INSTRUCTIONS TO FOLLOW >> Locate the line that contains "Please indicate the outdoor", then copy it and all later lines of the data below exactly, through the last one.

Natural language region descriptions:
____
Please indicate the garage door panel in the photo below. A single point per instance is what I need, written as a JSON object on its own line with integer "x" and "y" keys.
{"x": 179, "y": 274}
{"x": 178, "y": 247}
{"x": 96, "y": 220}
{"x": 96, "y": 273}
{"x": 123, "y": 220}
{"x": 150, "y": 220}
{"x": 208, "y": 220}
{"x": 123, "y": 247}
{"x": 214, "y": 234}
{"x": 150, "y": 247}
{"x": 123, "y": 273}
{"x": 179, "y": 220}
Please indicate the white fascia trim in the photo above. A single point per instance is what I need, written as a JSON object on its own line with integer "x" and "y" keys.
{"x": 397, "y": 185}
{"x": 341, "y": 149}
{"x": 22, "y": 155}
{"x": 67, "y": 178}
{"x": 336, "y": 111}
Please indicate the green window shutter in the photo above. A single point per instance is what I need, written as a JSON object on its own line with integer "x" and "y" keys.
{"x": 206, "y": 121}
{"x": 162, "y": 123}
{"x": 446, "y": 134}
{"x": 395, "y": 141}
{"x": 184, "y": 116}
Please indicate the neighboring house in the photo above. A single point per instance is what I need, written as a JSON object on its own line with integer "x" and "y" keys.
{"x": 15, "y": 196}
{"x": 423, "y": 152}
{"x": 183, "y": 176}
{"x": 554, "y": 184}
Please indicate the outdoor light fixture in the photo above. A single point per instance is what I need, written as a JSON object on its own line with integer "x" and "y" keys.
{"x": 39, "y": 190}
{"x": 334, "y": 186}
____
ANSWER FOR THE TASK >>
Please indicate the outdoor light fixture in the photo above. A single point per instance is what I need, written as a JSON object on its own line with integer "x" and "y" keys.
{"x": 39, "y": 190}
{"x": 334, "y": 186}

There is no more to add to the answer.